Brief A:
In the commentary on Genesis below, which of Noah's sons is the symbol of what is indifferent?
Brief B:
Write the next passage of the commentary on Genesis, starting after its final sentence.

Reading text:
⟨

(88) What is meant by the three sons of Noah being named Shem, Ham, and Japhet? (Genesis 5:32). These names are the symbols of three human things, what is good, what is bad, and what is indifferent; Shem is the symbol of what is good, Ham of what is bad, and Japhet of what is indifferent.
(89) Why from the time that the deluge drew near, the human race is said to have increased so as to become a multitude? (#Ge 6:1). Divine mercies do always precede judgment; since the first work of God is to do good, and to destroy follows afterwards; but he himself (when terrible evils are about to happen) loves to provide and is accustomed to provide that previously an abundance of many and great blessings shall be produced. On this principle also Egypt, when there was about to be a barrenness and famine for seven years as the prophet himself says, {9}{#ge 41:28.} was for an equal number of years continuously made exceedingly fertile by the beneficent and saving power of the Creator of the universe. And in the same way in which he showers benefits upon men, he also teaches them to depart and to abstain from sin; that these blessings may not be turned into the contrary. And on this account now, by the freedom of their institutions, the cities of the world have increased in generous virtue, so that if any corruption supervenes subsequently they may disapprove of their own acts of wickedness as extraordinary and irremediable; not at all looking upon the divinity as the cause of them, for that has no connection with wickedness or misery, for the task of the Deity is only to bestow blessings.

⟩

Data shown:

⟨

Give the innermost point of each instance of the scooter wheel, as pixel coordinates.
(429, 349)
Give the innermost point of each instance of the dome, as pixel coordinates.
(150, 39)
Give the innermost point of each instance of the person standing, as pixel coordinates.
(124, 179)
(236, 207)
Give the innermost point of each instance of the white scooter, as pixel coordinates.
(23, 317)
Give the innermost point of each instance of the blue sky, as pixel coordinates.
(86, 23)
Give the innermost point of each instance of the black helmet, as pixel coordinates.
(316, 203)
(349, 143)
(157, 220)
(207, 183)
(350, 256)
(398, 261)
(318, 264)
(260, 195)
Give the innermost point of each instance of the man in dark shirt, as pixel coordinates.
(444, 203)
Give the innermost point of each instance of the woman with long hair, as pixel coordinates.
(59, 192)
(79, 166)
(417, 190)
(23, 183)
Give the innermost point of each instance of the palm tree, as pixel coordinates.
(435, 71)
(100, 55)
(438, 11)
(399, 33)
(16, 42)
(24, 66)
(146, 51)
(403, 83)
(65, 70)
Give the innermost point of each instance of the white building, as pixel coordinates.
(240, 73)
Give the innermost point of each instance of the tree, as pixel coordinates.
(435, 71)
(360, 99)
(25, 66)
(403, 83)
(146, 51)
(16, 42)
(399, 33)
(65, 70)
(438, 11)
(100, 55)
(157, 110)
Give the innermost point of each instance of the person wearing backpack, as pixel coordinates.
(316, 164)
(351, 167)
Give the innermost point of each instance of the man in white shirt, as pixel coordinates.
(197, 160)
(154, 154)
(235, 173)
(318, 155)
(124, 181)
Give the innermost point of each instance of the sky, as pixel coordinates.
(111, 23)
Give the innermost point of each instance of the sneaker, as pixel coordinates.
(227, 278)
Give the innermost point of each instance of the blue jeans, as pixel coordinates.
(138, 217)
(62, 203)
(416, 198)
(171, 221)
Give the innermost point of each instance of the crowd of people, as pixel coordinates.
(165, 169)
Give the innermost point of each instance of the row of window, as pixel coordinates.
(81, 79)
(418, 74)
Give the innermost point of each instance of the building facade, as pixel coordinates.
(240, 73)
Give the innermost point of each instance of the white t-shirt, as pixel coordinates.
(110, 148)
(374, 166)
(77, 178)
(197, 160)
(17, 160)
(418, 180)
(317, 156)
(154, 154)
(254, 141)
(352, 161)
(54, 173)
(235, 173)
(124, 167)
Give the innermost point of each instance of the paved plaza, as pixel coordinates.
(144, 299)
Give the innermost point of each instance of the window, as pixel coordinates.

⟩

Exercise output A:
Japhet

Exercise output B:
(90) What is the meaning of the expression, “My spirit shall not always strive with man, because he is but flesh?” (#Ge 6:3). An oracle is here promulgated as if it were a law; for the divine spirit is not a motion of the air, but intellect and wisdom; just as it also flows over the man who with great skill constructed the tabernacle of the Lord, namely upon Bezaleel, when the scripture says, “And he filled him with the divine spirit of wisdom and understanding.” Therefore that spirit comes upon men, but does not abide or persevere in them; and the Lord himself adds the reason, when he says, “Because they are flesh.” For the disposition of the flesh is inconsistent with wisdom, inasmuch as it makes a bond of alliance with desire; on which account it is evident that nothing important can be in the way of incorporeal and light souls, or can be any hindrance to their discerning and comprehending the condition of nature, because a pure disposition is acquired together with constancy.